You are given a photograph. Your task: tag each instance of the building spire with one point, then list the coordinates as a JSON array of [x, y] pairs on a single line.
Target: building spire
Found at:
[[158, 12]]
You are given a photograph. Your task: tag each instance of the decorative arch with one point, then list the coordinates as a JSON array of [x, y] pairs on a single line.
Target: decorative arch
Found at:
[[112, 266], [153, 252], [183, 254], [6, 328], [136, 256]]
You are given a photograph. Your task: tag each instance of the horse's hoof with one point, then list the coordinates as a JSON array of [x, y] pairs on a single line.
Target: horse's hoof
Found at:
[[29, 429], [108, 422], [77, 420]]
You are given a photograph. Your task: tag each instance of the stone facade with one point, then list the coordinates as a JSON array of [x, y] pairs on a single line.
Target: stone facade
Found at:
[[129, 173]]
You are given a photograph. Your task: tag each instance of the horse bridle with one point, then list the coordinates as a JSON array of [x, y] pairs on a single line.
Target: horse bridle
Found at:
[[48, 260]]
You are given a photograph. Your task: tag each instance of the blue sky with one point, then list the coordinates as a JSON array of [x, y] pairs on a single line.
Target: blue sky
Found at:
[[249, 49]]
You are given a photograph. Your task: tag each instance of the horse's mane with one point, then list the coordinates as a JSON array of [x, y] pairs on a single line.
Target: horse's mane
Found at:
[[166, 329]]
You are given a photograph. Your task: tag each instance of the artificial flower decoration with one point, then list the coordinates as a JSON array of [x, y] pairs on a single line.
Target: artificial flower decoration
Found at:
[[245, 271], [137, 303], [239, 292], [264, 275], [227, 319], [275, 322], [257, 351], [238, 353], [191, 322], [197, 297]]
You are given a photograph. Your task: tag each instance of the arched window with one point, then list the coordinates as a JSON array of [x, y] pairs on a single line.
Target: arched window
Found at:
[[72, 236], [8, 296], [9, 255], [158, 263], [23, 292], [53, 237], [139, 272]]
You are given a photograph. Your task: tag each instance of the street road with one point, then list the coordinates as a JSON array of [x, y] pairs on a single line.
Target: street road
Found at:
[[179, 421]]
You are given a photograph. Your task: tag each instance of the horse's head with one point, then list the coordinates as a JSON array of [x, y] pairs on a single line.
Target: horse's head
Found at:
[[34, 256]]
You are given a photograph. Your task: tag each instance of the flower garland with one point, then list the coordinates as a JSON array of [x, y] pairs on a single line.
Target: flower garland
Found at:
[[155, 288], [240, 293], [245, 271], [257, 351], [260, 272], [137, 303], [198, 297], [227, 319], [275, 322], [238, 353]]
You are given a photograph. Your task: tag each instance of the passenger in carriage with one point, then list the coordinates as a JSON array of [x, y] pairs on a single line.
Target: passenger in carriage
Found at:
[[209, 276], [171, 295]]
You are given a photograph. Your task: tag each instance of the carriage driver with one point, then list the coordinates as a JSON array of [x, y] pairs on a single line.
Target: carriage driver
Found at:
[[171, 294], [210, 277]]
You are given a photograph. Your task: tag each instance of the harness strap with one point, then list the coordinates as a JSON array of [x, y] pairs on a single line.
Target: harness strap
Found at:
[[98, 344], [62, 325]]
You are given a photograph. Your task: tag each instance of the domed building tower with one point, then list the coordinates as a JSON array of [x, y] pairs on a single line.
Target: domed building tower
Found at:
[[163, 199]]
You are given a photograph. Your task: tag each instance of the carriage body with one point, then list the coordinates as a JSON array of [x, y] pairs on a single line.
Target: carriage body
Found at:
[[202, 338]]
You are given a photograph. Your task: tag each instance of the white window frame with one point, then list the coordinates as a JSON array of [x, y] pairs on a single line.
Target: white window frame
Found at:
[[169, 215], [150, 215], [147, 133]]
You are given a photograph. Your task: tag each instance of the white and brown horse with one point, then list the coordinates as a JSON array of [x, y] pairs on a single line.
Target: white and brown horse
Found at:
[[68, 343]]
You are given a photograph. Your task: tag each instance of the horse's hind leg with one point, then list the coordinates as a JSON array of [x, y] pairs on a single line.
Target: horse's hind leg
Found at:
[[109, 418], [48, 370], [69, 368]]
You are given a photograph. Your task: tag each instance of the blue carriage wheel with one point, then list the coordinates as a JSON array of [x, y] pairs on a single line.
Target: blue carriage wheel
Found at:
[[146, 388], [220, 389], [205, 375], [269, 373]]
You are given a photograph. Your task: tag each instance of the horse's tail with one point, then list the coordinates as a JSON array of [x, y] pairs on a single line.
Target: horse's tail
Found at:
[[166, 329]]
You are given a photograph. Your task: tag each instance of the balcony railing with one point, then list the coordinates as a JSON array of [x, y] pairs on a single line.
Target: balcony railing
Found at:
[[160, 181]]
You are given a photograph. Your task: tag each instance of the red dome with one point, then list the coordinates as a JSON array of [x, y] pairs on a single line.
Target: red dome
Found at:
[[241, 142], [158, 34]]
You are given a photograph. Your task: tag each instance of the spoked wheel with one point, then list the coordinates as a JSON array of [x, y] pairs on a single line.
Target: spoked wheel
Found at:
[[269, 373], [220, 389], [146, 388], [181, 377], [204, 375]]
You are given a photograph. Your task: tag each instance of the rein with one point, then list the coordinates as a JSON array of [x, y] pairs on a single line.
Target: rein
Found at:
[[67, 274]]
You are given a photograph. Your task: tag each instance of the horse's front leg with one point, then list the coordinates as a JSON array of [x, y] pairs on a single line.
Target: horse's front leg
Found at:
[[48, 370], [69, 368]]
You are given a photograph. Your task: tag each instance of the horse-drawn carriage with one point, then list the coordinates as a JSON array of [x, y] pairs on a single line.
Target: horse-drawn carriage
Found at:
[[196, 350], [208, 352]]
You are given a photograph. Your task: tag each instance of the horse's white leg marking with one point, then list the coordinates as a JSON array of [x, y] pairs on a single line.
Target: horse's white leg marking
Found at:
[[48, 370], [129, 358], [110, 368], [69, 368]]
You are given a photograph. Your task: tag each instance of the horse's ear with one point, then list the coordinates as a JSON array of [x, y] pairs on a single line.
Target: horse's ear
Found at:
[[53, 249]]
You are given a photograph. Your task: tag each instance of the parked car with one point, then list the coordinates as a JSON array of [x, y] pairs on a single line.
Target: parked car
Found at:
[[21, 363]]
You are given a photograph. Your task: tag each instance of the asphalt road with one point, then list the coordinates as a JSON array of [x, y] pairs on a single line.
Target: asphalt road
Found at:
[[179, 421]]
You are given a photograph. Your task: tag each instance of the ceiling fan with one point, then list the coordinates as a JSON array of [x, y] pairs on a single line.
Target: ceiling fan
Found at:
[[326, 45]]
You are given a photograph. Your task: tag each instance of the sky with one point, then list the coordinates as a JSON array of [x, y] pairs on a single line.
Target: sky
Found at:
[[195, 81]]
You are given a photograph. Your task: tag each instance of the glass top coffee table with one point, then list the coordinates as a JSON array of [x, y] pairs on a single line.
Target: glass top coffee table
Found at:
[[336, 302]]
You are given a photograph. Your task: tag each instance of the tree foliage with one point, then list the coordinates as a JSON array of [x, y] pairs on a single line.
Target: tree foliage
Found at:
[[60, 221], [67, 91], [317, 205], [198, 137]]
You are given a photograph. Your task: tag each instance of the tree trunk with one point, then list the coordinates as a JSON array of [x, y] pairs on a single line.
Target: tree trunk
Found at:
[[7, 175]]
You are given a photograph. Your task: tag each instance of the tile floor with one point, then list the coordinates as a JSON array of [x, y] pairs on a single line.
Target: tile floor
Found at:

_ _ _ _ _ _ _

• Activity:
The required output is the full set of entries, reproduced verbatim.

• Response to the task:
You are given a photograph. Your task: tag each instance of the building spire with one point, then list the coordinates as a JSON array of [x, y] pairs on a single line.
Target: building spire
Found at:
[[158, 12]]
You are given a photograph. Your task: tag each instance of the decorative arch with one point, then list the coordinates as a JSON array of [x, y] pairs on a single line.
Target: decorative arch
Found at:
[[112, 266], [153, 252], [183, 254], [6, 328], [136, 256]]
You are given a photograph. Your task: tag each instance of the horse's hoof with one point, then list the coordinates as a JSON array of [x, y] pairs on a single line.
Target: horse's hoof
Found at:
[[29, 429], [108, 422], [77, 420]]
You are given a photograph. Your task: tag each instance of the stone facade with one point, then list the coordinates as a JSON array of [x, y] pairs on a single line.
Target: stone facade
Found at:
[[129, 173]]
You are given a photograph. Your task: tag each instance of the horse bridle with one point, then list the coordinates as a JSON array of [x, y] pairs on a single line.
Target: horse bridle
Found at:
[[48, 260]]
You are given a photograph. Your task: tag each instance of the blue sky with one point, then list the coordinates as a JSON array of [x, y] pairs on a single line.
Target: blue sky
Found at:
[[249, 49]]
You are given a photograph. Your task: tag each instance of the horse's mane with one point, then list the coordinates as a JSON array of [x, y] pairs on a single line.
Target: horse's mane
Found at:
[[166, 329]]
You are given a photograph. Your task: tag each instance of the artificial flower decoration with one point, then list the coordinates as a JSON array of [x, y] pairs on a single line.
Target: artificial flower decoration
Found at:
[[245, 271], [137, 303], [239, 292], [264, 275], [227, 319], [275, 322], [257, 351], [238, 353], [191, 322], [197, 297]]
You are given a photograph. Your task: tag each instance of the arched window with one point, then list the coordinates as a JSON array of [x, y] pairs on a single line.
Target: arched window
Found at:
[[72, 236], [8, 296], [9, 255], [158, 263], [23, 292], [53, 237], [139, 272]]
You are given a photograph. Your task: tag each instance of the street road with one point, then list the coordinates as a JSON array of [x, y] pairs on a single line.
Target: street road
Found at:
[[179, 421]]
You are given a photograph. Your task: tag each instance of the horse's head with one point, then list the coordinates as a JSON array of [x, y] pairs on a single line.
Target: horse's head
Found at:
[[34, 256]]
You are given a photograph. Your task: tag each instance of the flower garland with one point, then list the coordinates as a JSON array of [x, y] pairs on a single line.
Target: flower garland
Found at:
[[155, 288], [240, 293], [245, 271], [257, 351], [260, 272], [137, 303], [198, 297], [227, 319], [275, 322], [238, 353]]
You are given a photograph. Your task: tag each instance of the passenger in carriage with one point, then list the coordinates as a JSON array of [x, y] pairs on a single line.
Target: passenger in carriage
Found at:
[[209, 276], [171, 295]]
You are given a photograph. Your task: tag each instance of the carriage driver with one point, then list the coordinates as a JSON array of [x, y] pairs on a single line.
Target: carriage driver
Found at:
[[171, 294], [210, 277]]
You are given a photograph. Your task: tag each instance of the harness strap with one point, then list the coordinates as a JSON array of [x, y] pairs on a single line.
Target: harness strap
Found at:
[[98, 344], [62, 325]]
You are given a photograph. Your task: tag each instance of the domed building tower with one point, then list the coordinates as a JSON array of [x, y] pairs on a single line.
Target: domed building tower
Found at:
[[163, 199]]
You are given a photograph. Your task: tag each instance of the carriage body with one point, then list the coordinates as a JSON array of [x, y] pairs on a single line.
Target: carriage body
Found at:
[[202, 338]]
You are given a photograph. Your task: tag each instance of the white window frame with one point, then list the coordinates as a JSON array of [x, y] pairs on a single line.
Target: white window frame
Found at:
[[169, 215], [150, 215], [147, 133]]
You are given a photograph. Your task: tag each instance of the white and brown horse with one point, then list the coordinates as a JSON array of [x, y] pairs on a single line.
Target: white and brown horse
Found at:
[[68, 343]]
You are given a photograph. Your task: tag each instance of the horse's hind leg with one point, then list the coordinates as a JSON array of [x, y] pairs on a single line.
Target: horse's hind leg
Found at:
[[109, 418], [48, 370], [69, 368]]
You are given a photograph. Your task: tag each instance of the blue carriage wheel with one point, then list the coordinates as a JSON array of [x, y] pairs on a single line.
Target: blue carriage wheel
Found at:
[[146, 388], [220, 389], [205, 375], [269, 373]]
You are given a photograph. Your task: tag each instance of the horse's tail with one point, then list the coordinates as a JSON array of [x, y] pairs on a single line.
Target: horse's tail
Found at:
[[166, 329]]
You are given a photograph. Your task: tag each instance of the balcony railing with one point, then list the coordinates as a JSON array of [x, y] pairs on a single line.
Target: balcony railing
Found at:
[[160, 181]]
You are given a photograph. Your task: tag each instance of the red dome with one point, then list the coordinates as a JSON array of [x, y] pairs on a single line.
Target: red dome
Found at:
[[241, 142], [158, 34]]
You are given a photograph. Your task: tag each instance of the spoked wheel with one point, then list the coordinates as a JSON array of [x, y] pairs on a single line.
Target: spoked wheel
Found at:
[[269, 373], [220, 389], [146, 388], [181, 377], [204, 375]]
You are given a photograph. Your task: tag each instance of the rein with one point, then list the coordinates as a JSON array of [x, y] pairs on a single line.
Target: rein
Found at:
[[67, 274]]
You are given a photograph. Your task: tag each instance of the horse's front leg with one point, then list the coordinates as a JSON array of [x, y] pairs on a single line.
Target: horse's front leg
Found at:
[[48, 370], [69, 368]]
You are given a photograph. Your task: tag each instance of the horse-drawn carriage with one point, then list the coordinates as a JSON array of [x, y] pairs on a single line.
Target: horse-drawn carriage
Found at:
[[196, 350], [208, 352]]
You are given a photograph. Your task: tag each instance of the horse's white leg marking with one point, then list the coordinates as a JSON array of [x, y] pairs on a single line.
Target: horse's white leg marking
Found at:
[[48, 370], [129, 358], [110, 368], [69, 368]]
You are given a photograph. Your task: tag each instance of the horse's ear with one point, then list the coordinates as a JSON array of [x, y] pairs on a single line.
Target: horse's ear
Found at:
[[53, 249]]
You are given a photograph. Your task: tag each instance of the parked car with one point, then list the coordinates as a JSON array of [x, y] pairs on a single line.
Target: parked car
Found at:
[[21, 363]]
You are given a photograph. Your task: tag each instance of the asphalt road with one point, then list the coordinates as a JSON array of [x, y] pairs on a single line.
Target: asphalt road
Found at:
[[179, 421]]
You are given a photograph. Your task: tag each instance of the ceiling fan with one point, then list the coordinates as a JSON array of [x, y] pairs on a single line.
Target: ceiling fan
Found at:
[[326, 45]]
You are given a photograph. Your task: tag each instance of the sky with one point, then list the coordinates as a JSON array of [x, y] pairs on a single line.
Target: sky
Found at:
[[195, 81]]
You are given a photograph. Your task: tag each instance of the glass top coffee table with one point, then list the coordinates as a JSON array of [x, y] pairs on a single line.
Target: glass top coffee table
Found at:
[[336, 302]]
You are given a photograph. Your task: tag each instance of the tree foliage with one point, then list the coordinates as a JSON array of [x, y] pairs on a single line.
Target: tree foliage
Found at:
[[60, 221], [67, 91], [317, 205], [198, 137]]
You are given a photograph. Your task: tag each instance of the tree trunk with one point, then list the coordinates as a JSON array of [x, y] pairs on a single line.
Target: tree trunk
Found at:
[[7, 175]]
You are given a photograph. Your task: tag each instance of the tile floor with one point, then list the coordinates as a JSON array of [x, y] pairs on a single line.
Target: tile floor
Found at:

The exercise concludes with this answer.